Nothing but the records, repeated word for word and free of pictures, belongs in the answer.
Excerpted data Block Start
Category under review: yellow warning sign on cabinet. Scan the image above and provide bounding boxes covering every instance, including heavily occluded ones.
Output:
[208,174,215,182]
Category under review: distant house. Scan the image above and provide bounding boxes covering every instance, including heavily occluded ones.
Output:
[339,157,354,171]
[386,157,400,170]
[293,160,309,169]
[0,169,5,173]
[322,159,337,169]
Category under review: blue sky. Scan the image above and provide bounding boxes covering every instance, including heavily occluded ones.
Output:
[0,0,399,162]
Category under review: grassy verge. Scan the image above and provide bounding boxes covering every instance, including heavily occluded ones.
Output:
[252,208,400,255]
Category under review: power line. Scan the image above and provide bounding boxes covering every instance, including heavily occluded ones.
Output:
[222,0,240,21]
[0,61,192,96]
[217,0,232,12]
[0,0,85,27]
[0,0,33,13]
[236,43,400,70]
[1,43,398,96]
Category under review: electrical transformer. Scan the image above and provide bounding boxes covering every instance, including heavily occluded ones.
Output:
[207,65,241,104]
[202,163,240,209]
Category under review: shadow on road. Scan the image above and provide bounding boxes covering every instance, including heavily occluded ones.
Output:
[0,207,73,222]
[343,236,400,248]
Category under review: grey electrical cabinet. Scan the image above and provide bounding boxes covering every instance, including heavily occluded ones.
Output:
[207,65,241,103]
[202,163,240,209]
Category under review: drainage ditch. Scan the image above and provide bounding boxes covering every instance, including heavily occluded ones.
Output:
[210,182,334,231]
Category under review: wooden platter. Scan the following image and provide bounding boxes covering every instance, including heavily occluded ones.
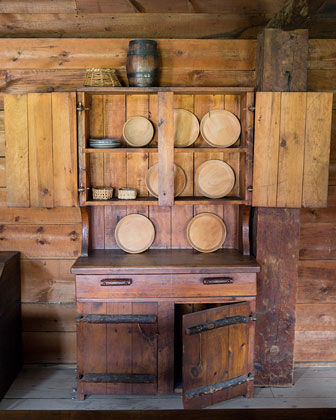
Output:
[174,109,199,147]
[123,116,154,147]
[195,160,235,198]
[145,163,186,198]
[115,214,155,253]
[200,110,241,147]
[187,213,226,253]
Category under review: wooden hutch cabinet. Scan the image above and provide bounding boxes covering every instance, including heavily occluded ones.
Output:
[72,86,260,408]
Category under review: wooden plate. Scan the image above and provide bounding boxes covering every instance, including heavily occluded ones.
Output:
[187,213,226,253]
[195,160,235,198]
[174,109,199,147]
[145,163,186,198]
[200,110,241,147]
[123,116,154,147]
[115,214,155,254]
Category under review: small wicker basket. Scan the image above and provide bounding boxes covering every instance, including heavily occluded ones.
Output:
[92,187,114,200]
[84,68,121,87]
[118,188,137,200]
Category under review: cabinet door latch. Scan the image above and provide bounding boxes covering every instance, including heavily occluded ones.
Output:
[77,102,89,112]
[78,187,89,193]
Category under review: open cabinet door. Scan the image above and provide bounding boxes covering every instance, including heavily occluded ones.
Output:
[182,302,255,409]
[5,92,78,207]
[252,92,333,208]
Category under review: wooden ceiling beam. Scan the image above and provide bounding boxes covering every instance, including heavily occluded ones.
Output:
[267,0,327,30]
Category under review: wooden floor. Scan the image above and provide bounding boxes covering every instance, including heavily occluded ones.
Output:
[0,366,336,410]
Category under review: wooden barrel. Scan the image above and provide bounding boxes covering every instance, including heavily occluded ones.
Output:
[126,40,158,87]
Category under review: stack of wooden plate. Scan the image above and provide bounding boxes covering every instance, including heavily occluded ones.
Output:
Excerpted data Block End
▸ Answer to the exercise
Category under review: yellow warning sign on cabinet. Scan the image above and provide bounding boxes covering every instance, including heavily occluded ones.
Output:
[208,174,215,182]
Category under review: distant house. Scan the image above and provide bounding boxes covering every instance, including heavily occluded ones.
Output:
[339,157,354,171]
[386,157,400,170]
[293,160,309,169]
[0,169,5,173]
[322,159,337,169]
Category under review: blue sky. Scan the image above and provide bounding boxes covering every instance, including heavily occluded ones.
Output:
[0,0,399,162]
Category under review: grassy verge. Scan the image above and provide bounding boxes covering every instance, including heavily occluded ones.
Output:
[252,208,400,255]
Category under review: power line. Scan the image above and provide bounding boxes covering every instance, including heavily occluded ones.
Output:
[222,0,240,21]
[0,61,192,96]
[217,0,232,12]
[0,0,85,27]
[0,0,33,13]
[236,43,400,70]
[1,43,398,96]
Category under review: electrical transformer. Scan the image above and provide bounding boxes covering every instance, including heavily occluded ones.
Output:
[207,65,241,104]
[202,163,240,209]
Category under review: shadow on road. Scan the image above and provide bounding boxes covering every instance, including heavily occluded ones.
Output:
[0,207,73,222]
[343,236,400,248]
Category under review: grey electrical cabinet. Scan the image above and provide bounding boxes covering every instance, including heavily occluded ones.
Output:
[207,65,241,103]
[202,163,240,209]
Category under review: drainage ditch. Scan the image above and provide bounding boxes covering every instance, including heavily occluded ones.
Output:
[210,182,334,231]
Category under review: wooden platter. Scan the following image and provide bounding boxes covering every instance, including heavily occluded ones.
Output:
[174,109,199,147]
[123,116,154,147]
[195,160,235,198]
[145,163,186,198]
[115,214,155,253]
[200,110,241,147]
[187,213,226,253]
Category under review: wooden hutch cabinet. Scan the image above and provide bounding boxes covering every instance, including heavily occluded ones.
Output:
[72,86,260,408]
Category under review: wooden plate. Scan the image above and provide bounding boxes covering every instance, including heavily occluded ones.
Output:
[187,213,226,253]
[195,160,235,198]
[174,109,199,147]
[145,163,186,198]
[200,110,241,147]
[123,116,154,147]
[115,214,155,254]
Category under review: small wicker basket. Scan the image above and provide bounding boxes covering every instance, including heavily occluded ones.
Output:
[92,187,114,200]
[84,68,121,87]
[118,188,137,200]
Category under review: cabinet door latch. Scan the image above and provide bounding boxes covering every instance, including heavily occluded ones.
Output:
[77,102,89,112]
[78,187,89,193]
Category under review: open cabinet door. Scan the image above and provide bounding boxes covering every instance, including heavily occluded ones.
Output:
[182,302,255,409]
[5,92,78,207]
[252,92,333,208]
Category under review: wooden ceiling beam. Scan the image above and provide bounding boxes covering every instance, including heavily occluded ones.
Output:
[267,0,327,30]
Category under review: wooden floor. Scan the image above and provide bounding boxes covering every instance, including heavily occluded ones.
Output:
[0,366,336,410]
Category under review: wooden barrel. Scan the image above and provide bounding boxes covering every instance, including heavily occluded ones.
Output:
[126,40,158,87]
Category under review: stack of wooden plate. Scan the image above and provide bounding boxes covering every instance, including heavily occluded ones.
Output:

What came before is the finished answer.